---- Supplied information
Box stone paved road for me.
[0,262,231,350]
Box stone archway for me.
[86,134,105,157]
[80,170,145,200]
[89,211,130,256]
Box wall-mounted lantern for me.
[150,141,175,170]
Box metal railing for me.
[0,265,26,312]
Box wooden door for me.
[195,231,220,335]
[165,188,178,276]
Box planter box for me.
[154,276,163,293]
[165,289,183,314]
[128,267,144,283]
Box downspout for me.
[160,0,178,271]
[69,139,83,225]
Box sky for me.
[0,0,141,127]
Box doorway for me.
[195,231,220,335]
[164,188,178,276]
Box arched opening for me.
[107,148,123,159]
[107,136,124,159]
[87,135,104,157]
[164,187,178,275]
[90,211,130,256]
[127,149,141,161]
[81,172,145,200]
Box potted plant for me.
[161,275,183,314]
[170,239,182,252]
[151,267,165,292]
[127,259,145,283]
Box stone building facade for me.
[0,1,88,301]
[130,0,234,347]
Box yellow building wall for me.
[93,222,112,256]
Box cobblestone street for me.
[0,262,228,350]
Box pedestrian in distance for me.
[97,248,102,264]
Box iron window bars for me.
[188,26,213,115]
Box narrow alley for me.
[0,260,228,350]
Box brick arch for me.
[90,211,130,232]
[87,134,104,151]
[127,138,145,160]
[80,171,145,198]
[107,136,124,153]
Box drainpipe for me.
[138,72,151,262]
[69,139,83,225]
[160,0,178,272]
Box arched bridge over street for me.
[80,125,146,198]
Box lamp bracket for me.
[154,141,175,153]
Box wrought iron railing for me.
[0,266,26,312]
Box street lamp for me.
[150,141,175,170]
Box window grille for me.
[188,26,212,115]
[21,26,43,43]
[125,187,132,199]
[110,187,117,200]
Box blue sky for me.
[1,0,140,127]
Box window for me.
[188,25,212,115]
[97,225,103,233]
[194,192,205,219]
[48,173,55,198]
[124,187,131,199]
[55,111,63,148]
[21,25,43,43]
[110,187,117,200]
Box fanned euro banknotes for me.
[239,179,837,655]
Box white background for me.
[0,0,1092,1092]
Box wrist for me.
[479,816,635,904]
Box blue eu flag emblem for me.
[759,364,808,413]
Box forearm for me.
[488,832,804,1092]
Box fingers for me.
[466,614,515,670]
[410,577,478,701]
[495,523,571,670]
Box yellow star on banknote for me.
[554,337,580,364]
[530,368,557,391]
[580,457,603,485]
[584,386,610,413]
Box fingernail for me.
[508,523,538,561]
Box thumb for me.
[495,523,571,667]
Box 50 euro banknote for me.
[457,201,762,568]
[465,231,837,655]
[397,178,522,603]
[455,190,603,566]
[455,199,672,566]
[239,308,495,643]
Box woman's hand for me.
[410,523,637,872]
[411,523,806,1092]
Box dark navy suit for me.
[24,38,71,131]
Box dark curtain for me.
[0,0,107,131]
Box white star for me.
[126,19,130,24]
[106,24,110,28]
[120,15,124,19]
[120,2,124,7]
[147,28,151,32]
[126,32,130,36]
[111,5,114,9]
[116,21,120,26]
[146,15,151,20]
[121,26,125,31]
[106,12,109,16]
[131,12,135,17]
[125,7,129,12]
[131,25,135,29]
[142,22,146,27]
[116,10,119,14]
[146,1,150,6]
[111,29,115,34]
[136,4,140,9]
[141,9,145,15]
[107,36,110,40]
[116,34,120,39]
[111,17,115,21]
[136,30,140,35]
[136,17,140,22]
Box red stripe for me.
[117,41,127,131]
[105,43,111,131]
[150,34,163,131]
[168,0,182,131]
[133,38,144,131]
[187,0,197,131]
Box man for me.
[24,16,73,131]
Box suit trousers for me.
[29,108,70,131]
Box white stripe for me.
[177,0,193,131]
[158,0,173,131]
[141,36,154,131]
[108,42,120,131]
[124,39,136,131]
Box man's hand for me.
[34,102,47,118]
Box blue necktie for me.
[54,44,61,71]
--------
Lay out the records as a Markdown table with columns Row and Line, one numbered row per line and blank lines left out. Begin at the line that contains "Box wooden door for me." and stop after the line that contains "[0,260,228,350]".

Task response:
| Row | Line |
|---|---|
| 1 | Box wooden door for me. |
| 2 | [195,231,220,335] |
| 3 | [165,188,178,276] |
| 4 | Box planter box for me. |
| 5 | [154,276,163,293] |
| 6 | [165,289,183,314] |
| 7 | [128,267,144,283] |
| 8 | Box downspout for me. |
| 9 | [160,0,178,271] |
| 10 | [69,139,83,225] |
| 11 | Box sky for me. |
| 12 | [0,0,141,127] |
| 13 | Box doorway for me. |
| 14 | [195,231,220,335] |
| 15 | [164,188,178,276] |
| 16 | Box arched opening for me. |
| 17 | [107,148,123,159] |
| 18 | [107,136,124,159] |
| 19 | [87,135,104,157] |
| 20 | [164,187,178,275] |
| 21 | [90,211,130,256] |
| 22 | [127,149,141,161] |
| 23 | [81,172,145,200] |
| 24 | Box potted plant for me. |
| 25 | [161,275,183,314] |
| 26 | [170,239,182,252] |
| 27 | [151,267,165,292] |
| 28 | [127,259,145,283] |
| 29 | Box stone building facade for me. |
| 30 | [0,1,88,301] |
| 31 | [130,0,234,347] |
| 32 | Box yellow building wall for me. |
| 33 | [93,222,112,256] |
| 34 | Box cobblestone street for me. |
| 35 | [0,262,228,350] |
| 36 | Box pedestrian in distance for me. |
| 37 | [97,248,102,264] |
| 38 | Box iron window bars for me. |
| 39 | [188,26,213,115] |
| 40 | Box narrow alley for me. |
| 41 | [0,260,228,350] |